[Part of a data file]
'''

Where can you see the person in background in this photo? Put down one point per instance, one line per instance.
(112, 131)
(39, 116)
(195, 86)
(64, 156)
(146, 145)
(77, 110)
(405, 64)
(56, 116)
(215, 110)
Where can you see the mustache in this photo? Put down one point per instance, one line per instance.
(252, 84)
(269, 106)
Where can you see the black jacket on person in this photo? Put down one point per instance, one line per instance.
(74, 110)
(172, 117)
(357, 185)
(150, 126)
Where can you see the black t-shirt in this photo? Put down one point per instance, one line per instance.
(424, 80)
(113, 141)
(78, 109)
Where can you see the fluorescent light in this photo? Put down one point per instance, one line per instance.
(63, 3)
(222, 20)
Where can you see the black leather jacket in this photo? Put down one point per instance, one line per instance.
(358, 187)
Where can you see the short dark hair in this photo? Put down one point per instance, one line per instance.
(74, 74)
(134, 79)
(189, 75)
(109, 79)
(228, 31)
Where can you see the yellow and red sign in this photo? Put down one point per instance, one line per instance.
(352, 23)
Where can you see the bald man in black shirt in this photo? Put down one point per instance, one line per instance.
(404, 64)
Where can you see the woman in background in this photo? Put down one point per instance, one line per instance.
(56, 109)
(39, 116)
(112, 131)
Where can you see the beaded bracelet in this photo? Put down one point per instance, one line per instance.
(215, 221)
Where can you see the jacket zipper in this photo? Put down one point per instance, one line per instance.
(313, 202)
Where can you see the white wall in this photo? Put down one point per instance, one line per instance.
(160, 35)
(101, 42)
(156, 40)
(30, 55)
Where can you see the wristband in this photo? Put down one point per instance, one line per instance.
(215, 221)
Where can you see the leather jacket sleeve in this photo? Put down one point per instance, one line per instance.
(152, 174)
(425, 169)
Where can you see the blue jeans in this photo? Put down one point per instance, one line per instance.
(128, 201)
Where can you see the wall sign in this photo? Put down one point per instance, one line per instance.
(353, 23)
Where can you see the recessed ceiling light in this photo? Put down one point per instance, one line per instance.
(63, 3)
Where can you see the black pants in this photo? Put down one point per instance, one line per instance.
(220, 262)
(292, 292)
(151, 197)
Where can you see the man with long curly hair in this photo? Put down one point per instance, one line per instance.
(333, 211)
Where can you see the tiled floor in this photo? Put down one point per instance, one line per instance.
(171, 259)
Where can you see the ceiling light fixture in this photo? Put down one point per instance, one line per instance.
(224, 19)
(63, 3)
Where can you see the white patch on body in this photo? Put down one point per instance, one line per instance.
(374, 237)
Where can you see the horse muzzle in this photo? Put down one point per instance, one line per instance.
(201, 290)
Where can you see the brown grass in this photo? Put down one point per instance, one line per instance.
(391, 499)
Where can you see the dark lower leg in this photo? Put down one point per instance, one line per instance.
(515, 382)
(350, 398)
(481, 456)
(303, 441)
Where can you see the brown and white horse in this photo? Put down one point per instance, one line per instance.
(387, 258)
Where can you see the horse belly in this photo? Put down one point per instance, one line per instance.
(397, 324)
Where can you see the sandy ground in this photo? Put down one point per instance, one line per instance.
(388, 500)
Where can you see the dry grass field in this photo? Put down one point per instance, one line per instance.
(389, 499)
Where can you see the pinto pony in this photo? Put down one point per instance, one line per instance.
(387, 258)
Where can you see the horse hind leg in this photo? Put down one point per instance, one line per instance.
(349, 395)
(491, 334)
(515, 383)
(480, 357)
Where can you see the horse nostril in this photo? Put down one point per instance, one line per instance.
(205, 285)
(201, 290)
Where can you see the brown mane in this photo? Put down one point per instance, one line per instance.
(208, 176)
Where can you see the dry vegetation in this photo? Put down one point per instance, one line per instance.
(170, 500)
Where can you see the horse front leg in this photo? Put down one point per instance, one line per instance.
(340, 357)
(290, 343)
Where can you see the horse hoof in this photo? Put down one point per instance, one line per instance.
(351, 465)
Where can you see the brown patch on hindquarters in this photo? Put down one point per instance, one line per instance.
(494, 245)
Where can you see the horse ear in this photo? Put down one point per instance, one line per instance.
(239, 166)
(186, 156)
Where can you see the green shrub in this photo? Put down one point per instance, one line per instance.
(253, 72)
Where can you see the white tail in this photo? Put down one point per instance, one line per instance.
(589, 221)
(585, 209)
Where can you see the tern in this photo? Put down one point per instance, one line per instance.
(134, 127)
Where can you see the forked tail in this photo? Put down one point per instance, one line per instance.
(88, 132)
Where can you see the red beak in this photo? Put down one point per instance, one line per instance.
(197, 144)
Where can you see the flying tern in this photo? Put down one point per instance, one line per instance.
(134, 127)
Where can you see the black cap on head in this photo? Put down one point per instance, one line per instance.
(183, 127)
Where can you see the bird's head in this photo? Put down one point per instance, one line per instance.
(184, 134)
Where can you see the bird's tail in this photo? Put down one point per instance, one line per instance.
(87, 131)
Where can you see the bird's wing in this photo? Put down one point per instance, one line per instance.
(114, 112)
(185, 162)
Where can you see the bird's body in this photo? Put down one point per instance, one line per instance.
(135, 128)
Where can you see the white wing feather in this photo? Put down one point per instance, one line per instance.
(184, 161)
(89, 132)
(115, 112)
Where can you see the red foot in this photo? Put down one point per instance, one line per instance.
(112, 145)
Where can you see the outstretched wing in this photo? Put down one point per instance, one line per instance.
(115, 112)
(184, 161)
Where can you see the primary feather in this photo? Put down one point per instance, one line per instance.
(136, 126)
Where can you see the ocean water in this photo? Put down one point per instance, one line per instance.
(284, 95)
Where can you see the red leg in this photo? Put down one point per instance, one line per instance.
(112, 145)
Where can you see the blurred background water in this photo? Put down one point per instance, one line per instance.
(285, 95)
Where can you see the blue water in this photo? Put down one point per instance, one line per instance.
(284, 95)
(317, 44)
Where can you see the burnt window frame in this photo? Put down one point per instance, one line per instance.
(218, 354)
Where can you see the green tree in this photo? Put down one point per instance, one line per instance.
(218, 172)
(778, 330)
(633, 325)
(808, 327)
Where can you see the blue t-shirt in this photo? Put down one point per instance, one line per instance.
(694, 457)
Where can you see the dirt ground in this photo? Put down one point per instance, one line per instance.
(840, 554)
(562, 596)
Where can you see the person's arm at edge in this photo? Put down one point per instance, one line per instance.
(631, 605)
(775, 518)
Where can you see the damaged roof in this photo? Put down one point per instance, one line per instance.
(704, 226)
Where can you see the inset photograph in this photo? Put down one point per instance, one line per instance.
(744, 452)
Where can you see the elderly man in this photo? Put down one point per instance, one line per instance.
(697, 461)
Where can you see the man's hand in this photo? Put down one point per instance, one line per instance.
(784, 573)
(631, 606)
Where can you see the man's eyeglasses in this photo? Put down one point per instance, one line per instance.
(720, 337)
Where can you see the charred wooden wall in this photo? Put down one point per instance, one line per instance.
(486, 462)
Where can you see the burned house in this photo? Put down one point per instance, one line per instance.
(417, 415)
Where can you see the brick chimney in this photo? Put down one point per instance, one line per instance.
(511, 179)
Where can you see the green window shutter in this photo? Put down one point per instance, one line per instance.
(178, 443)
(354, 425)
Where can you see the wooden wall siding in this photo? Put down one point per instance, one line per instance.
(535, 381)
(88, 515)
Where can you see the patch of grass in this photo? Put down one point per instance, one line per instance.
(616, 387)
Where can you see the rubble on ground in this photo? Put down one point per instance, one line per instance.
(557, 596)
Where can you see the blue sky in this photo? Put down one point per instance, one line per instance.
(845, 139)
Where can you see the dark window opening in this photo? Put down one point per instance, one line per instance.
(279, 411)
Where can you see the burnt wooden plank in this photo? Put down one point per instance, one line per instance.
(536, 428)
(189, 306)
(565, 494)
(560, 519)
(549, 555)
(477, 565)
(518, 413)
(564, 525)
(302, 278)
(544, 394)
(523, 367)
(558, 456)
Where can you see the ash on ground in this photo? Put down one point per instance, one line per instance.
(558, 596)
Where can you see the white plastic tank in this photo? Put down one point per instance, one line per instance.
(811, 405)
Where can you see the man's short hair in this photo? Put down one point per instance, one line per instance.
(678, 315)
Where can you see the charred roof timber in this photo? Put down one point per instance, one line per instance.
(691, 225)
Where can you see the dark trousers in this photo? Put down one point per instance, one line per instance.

'''

Task instructions:
Write out, word for word, every line from the one containing "Where can you see the patch" through the last line of the records above.

Result:
Where can you see the patch of grass in this photo? Put down one point per instance, one line per instance.
(616, 387)
Where can you see the rubble on ground in this photo? Put down one point per instance, one line per instance.
(557, 596)
Where can you see the blue sky in this photo? Put down one point per instance, one line per instance.
(845, 139)
Where can you see the dark window opening in this photo? Put down one point per instance, one line per instance.
(279, 411)
Where can you see the burnt wooden plank in this photo? Put down one point per instance, one line per instance.
(536, 428)
(189, 306)
(565, 494)
(560, 519)
(549, 555)
(477, 565)
(518, 413)
(564, 525)
(302, 278)
(544, 394)
(523, 367)
(558, 456)
Where can you see the ash on ground in this photo? Put down one point per instance, one line per instance.
(558, 596)
Where can you see the white plastic tank in this photo? Put down one point per instance, one line per instance.
(811, 405)
Where can you see the man's short hair in this photo? Put down one point per instance, one line per instance.
(678, 315)
Where can you see the charred roof timber in this photo? Put down one point per instance, one line per instance.
(691, 225)
Where can you see the dark trousers in this photo? Put down one point per instance, one line per instance.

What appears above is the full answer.